*Directions*:
1. Answer these three questions using the abstract on methionyl peptide photooxidation, one line each:
(a) Which two species reacted with the peptides to generate the sulfide radical cations?
(b) What energy difference did the quantum mechanical calculations find between the azasulfonium diastereomers of l-Met?
(c) What intermediate forms when superoxide adds to [R2S∴SR2]+?
2. Summarize the abstract on methionyl peptide photooxidation in two sentences.

*Source passage*:

*****

One-Electron Photooxidation of N-Methionyl Peptides. Mechanism of Sulfoxide and Azasulfonium Diastereomer Formation through Reaction of Sulfide Radical Cation Complexes with Oxygen or Superoxide

Abstract

We have characterized and quantified pathways by which sulfide radical cation complexes of N-methionyl peptides (Met-Met, Met-Met-Ala, and Met-Leu) transform into various products through the reaction with superoxide or oxygen. Sulfide radical cations were generated photolytically by the reaction of the peptides with either triplet carboxybenzophenone (3CB) or hydroxyl radicals (HO•). Sulfide radical cations of Met-Met and Met-Met-Ala, generated through 3CB, formed intramolecularly sulfur−sulfur three-electron-bonded radical cation complexes, [R2S∴SR2]+, which efficiently reacted with superoxide to yield the respective disulfoxides Met(O)-Met(O) and Met(O)-Met(O)-Ala. Competitively, monomeric sulfide radical cations and [R2S∴SR2]+ converted intramolecularly into sulfur−nitrogen three-electron-bonded complexes, [R2S∴N(R)H2]+, which reacted with both superoxide and molecular oxygen to yield azasulfonium derivatives. Among these azasulfonium derivatives the C(S),S(R) diastereomers (AS II) were generally formed in about 1.5−3.8-fold excess over the C(S),S(S) diastereomers (AS I), indicating some diastereoselectivity in the reaction mechanism. Representative quantum mechanical calculations for the azasulfonium diastereomers of l-Met showed that the energy difference between both diastereomers was small, 1.9 kcal/mol (electronic energy) or 1.3 kcal/mol (gas-phase free energy). In complementary experiments, complex [R2S∴N(R)H2]+ was generated through the reaction of the peptides with HO•. Here, the azasulfonium diastereomers were generated predominantly by the reaction of [R2S∴N(R)H2]+ with molecular oxygen. The diastereomeric ratios [AS II]/[AS I] were generally higher when the azasulfonium products were formed via the reaction of [R2S∴N(R)H2]+ with superoxide instead of with molecular oxygen. The reaction of superoxide with the sulfur radical cation complexes most likely proceeded via an inner-sphere mechanism, i.e. radical−radical combination where the addition of superoxide to [R2S∴SR2]+ yielded an intermediary persulfoxide, R2S(+)−O−O(-), and the addition of superoxide to [R2S∴N(R)H2]+ gave an intermediary hydroperoxysulfurane, R(H)N−S(R2)OOH.

*****

*Dataset content*:
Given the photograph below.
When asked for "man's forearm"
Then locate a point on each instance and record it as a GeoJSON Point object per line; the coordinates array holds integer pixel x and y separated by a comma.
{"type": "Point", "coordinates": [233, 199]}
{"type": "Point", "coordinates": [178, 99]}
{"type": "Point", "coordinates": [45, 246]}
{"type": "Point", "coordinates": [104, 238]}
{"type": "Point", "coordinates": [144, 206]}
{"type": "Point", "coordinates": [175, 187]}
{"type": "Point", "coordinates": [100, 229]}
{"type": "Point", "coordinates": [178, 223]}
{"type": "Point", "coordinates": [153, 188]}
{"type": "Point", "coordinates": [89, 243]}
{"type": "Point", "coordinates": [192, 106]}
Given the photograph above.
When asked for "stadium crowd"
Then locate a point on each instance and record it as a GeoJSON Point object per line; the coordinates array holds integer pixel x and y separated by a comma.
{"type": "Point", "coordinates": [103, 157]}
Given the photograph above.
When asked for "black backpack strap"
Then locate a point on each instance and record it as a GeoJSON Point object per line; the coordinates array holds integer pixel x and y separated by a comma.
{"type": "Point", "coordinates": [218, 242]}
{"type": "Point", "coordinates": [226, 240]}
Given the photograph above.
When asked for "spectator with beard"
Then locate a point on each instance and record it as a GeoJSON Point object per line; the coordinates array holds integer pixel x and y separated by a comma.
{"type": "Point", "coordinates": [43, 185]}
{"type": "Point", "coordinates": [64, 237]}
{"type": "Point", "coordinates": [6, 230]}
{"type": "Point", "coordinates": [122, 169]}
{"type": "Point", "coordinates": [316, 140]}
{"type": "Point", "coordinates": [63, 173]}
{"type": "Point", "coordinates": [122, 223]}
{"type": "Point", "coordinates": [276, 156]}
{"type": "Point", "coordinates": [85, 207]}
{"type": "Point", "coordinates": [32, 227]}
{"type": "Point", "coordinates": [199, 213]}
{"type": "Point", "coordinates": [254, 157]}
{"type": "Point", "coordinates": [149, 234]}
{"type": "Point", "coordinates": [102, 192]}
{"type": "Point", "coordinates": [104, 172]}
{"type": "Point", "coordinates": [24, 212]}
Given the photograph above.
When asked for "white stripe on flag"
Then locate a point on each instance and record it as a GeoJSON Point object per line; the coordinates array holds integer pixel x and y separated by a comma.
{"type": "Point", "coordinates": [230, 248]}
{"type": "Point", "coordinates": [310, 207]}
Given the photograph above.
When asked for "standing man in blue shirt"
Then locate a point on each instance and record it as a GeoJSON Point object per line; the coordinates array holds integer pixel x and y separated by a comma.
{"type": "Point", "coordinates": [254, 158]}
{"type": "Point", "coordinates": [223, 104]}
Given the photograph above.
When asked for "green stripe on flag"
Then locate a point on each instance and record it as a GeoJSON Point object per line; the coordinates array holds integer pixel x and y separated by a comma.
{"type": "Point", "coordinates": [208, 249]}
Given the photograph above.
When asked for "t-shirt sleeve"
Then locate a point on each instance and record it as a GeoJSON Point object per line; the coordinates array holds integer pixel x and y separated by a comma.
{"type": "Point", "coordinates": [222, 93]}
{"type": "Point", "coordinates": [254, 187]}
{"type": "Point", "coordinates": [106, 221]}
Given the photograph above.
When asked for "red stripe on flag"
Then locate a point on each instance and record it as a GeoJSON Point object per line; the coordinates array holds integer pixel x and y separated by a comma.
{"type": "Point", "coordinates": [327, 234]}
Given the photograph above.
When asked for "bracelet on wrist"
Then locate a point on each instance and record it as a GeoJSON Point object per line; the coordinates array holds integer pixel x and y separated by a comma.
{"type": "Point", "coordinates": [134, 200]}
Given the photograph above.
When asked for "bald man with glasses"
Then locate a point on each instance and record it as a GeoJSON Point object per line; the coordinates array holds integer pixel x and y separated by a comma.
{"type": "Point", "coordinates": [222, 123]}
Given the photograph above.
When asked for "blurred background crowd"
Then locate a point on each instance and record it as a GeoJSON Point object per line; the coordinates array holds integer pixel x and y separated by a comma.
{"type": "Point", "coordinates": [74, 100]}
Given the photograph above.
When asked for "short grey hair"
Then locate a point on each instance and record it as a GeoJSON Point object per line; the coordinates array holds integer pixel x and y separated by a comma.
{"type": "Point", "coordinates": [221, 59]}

*****

*Answer list*:
1.
(a) Triplet carboxybenzophenone (3CB) and hydroxyl radicals (HO•).
(b) 1.9 kcal/mol in electronic energy, or 1.3 kcal/mol in gas-phase free energy.
(c) A persulfoxide, R2S(+)−O−O(-).

2. Sulfide radical cations of the N-methionyl peptides Met-Met, Met-Met-Ala, and Met-Leu, generated photolytically with triplet carboxybenzophenone or hydroxyl radicals, form three-electron-bonded complexes that react with superoxide or molecular oxygen to yield disulfoxides and azasulfonium derivatives. The C(S),S(R) azasulfonium diastereomers generally form in about 1.5−3.8-fold excess over the C(S),S(S) diastereomers, and the reaction with superoxide most likely proceeds by radical−radical combination through persulfoxide or hydroperoxysulfurane intermediates.